— Work instructions —
Nothing but the exact text of the entries should appear in your answer; pictures stay out.

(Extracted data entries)
== Segment start ==
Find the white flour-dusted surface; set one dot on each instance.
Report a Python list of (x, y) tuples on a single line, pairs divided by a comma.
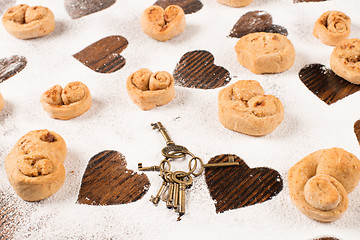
[(115, 123)]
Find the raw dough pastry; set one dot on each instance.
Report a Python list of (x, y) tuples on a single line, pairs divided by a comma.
[(332, 27), (319, 184), (26, 22), (70, 102), (235, 3), (244, 108), (161, 24), (265, 52), (149, 90), (345, 60), (34, 165)]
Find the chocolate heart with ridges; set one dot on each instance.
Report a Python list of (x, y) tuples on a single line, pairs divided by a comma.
[(11, 66), (240, 186), (325, 84), (104, 56), (80, 8), (107, 181), (189, 6), (196, 69)]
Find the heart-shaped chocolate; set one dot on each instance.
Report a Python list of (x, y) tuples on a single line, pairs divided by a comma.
[(196, 69), (325, 84), (11, 66), (189, 6), (107, 181), (240, 186), (256, 21), (81, 8), (104, 56)]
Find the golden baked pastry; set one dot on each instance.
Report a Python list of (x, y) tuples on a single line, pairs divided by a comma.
[(149, 90), (161, 24), (26, 22), (345, 60), (235, 3), (319, 184), (70, 102), (332, 27), (34, 165), (265, 52), (244, 107)]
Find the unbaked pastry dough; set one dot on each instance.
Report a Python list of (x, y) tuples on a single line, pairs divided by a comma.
[(332, 27), (34, 165), (345, 60), (149, 90), (244, 107), (235, 3), (319, 184), (70, 102), (265, 52), (161, 24), (26, 22)]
== Segment end ==
— Written solution —
Find the white flour-dusted surface; set one dot on each instance.
Report a Python list of (x, y) tuples on a single line, pairs divided by a comma.
[(115, 123)]
Find the raw dough pastry; set one dot on each instance.
Report a Python list of (x, y) tuples on a single line, pairs divided by a comma.
[(332, 27), (319, 184), (26, 22), (70, 102), (235, 3), (244, 108), (161, 24), (265, 52), (149, 90), (345, 60), (34, 165)]
Find the chocolate heart with ridges; set one dot on each instance.
Report a Python list of (x, y) tuples on a single line, pairs divided by a comma.
[(11, 66), (240, 186), (325, 84), (104, 56), (80, 8), (107, 181), (189, 6), (196, 69)]
Find the heart-shaped chocolate; set one dot on each instance.
Report a Python list of (x, y) tuples on a single line, pairs divided by a comma.
[(196, 69), (325, 84), (11, 66), (189, 6), (107, 181), (240, 186), (256, 21), (81, 8), (104, 56)]
Find the golden baked pastry; set one dot on each instance.
Report a Python list of (x, y) tuples on a single line, pairs divided by a comma.
[(149, 90), (161, 24), (26, 22), (345, 60), (235, 3), (319, 184), (70, 102), (332, 27), (34, 165), (265, 52), (244, 107)]
Find the unbaked pastry dough; set one dot on each instance.
Report a Python list of (x, y) tuples on a single line, pairs divided by a comma.
[(332, 27), (34, 165), (345, 60), (149, 90), (244, 107), (235, 3), (319, 184), (70, 102), (265, 52), (161, 24), (26, 22)]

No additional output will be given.